» **The problem**: From the first record to the last, write each one out again exactly.

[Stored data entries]
--
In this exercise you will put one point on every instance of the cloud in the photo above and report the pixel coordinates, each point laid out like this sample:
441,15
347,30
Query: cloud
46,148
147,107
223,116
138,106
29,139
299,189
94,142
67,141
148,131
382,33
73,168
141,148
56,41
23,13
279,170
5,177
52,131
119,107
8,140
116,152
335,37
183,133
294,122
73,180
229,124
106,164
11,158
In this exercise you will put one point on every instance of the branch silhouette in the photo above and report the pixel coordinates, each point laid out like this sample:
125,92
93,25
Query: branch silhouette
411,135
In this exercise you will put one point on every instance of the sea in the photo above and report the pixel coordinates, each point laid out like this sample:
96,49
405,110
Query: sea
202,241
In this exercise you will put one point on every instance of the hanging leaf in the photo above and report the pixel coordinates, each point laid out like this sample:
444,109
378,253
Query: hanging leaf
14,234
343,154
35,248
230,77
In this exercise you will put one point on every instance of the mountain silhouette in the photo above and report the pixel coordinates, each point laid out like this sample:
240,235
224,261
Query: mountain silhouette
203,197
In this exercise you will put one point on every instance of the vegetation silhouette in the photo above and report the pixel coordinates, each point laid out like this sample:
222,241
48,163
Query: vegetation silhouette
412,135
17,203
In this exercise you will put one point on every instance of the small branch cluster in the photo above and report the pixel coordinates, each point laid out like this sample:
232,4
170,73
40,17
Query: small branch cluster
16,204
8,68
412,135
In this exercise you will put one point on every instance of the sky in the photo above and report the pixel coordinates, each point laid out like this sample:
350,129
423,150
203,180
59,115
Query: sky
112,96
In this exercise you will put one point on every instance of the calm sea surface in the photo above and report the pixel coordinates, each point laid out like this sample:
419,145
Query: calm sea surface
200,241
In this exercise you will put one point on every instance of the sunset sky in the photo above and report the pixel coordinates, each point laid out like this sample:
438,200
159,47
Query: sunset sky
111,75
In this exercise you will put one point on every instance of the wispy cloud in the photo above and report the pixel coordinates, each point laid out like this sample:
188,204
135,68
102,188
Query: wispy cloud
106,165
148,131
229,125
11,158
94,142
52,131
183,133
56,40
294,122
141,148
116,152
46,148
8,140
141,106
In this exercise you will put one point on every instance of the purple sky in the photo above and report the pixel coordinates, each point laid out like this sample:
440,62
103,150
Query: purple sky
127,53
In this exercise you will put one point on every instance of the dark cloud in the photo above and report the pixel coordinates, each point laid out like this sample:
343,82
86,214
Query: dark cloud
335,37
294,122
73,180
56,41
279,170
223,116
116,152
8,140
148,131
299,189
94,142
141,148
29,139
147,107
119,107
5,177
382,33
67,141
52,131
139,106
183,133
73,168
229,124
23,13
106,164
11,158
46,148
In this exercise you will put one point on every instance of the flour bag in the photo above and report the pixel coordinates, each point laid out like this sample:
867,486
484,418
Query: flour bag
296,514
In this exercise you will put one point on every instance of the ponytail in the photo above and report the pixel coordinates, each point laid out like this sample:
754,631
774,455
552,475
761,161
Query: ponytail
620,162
--
» **Response area**:
In this exercise you will put one point on every instance of the cloud in the photo above and report the pixel coordinates, each point laid out like this sample:
441,15
347,30
Query: cloud
46,148
147,107
223,116
138,106
29,139
299,189
94,142
67,141
148,131
382,33
73,168
141,148
56,41
23,13
279,170
5,177
52,131
119,107
8,140
116,152
335,37
183,133
294,122
73,180
229,124
106,164
11,158
In this exercise you will put one point on every instance of the branch silhouette in the photo above and report the pixel coordinates, each point laid out like this sample:
125,92
93,25
Query: branch silhouette
411,135
In this exercise you will put one point on every instance of the sea in the photo above and report the pixel coordinates, each point laid out like this sample:
96,49
405,110
Query: sea
202,241
In this exercise you will put one point on every instance of the hanging leaf in the photo above and report the pixel coordinates, each point laid out like this sample:
444,109
378,253
Query: hanging leaf
14,234
343,154
35,248
230,77
In this exercise you will put one point on every instance of the mountain silhouette in the photo above and report the pixel coordinates, each point laid out like this sample:
240,235
224,261
Query: mountain silhouette
203,197
In this exercise you will put one point on every instance of the vegetation silhouette in the photo above and report the pixel coordinates, each point laid out like this sample:
222,241
48,163
Query: vegetation silhouette
412,135
17,203
In this exercise you will put one point on every instance of the small branch cluster in the photo above and report the pixel coordinates, each point laid out like this sample:
232,4
170,73
40,17
Query: small branch cluster
16,204
8,68
412,135
In this exercise you will put one point on every instance of the sky in the photo above and report the pixel coordinates, each point laid out like this sample:
350,129
423,150
203,180
59,115
Query: sky
112,96
In this exercise you will put one point on every instance of the calm sea surface in the photo above and report the pixel coordinates, each point laid out like this sample:
419,145
Query: calm sea surface
200,241
In this exercise you will put one point on every instance of the sunset sky in the photo above and report the pixel coordinates, each point laid out like this sample:
438,200
159,47
Query: sunset sky
111,75
In this exercise you will put one point on every instance of the wispy cloud in the photo above and report the pixel coordinates, each point laid out like this sample:
188,204
135,68
102,188
Query: wispy cloud
106,165
148,131
229,125
11,158
94,142
52,131
183,133
56,40
294,122
141,148
116,152
46,148
8,140
141,106
In this exercise you will put one point on every instance of the purple sky in the photo above and report the pixel coordinates, each point laid out like this sample:
440,62
103,150
Query: purple sky
127,53
In this exercise you will put one point on every instance of the dark cloud in the photo above and report the pixel coordinates, each point laid out like this sample:
343,82
86,214
Query: dark cloud
335,37
294,122
73,180
56,41
279,170
223,116
116,152
8,140
148,131
299,189
94,142
141,148
29,139
147,107
119,107
5,177
382,33
67,141
52,131
139,106
183,133
73,168
229,124
23,13
106,164
11,158
46,148
In this exercise you will put one point on every instance of the flour bag in the photo above and report the pixel coordinates, each point laid out like this sample:
867,486
484,418
Query: flour bag
296,514
In this exercise you will put one point on every instance of the ponytail in the photo above and report the pixel coordinates, each point laid out like this sample:
754,631
774,455
552,475
761,161
Query: ponytail
620,162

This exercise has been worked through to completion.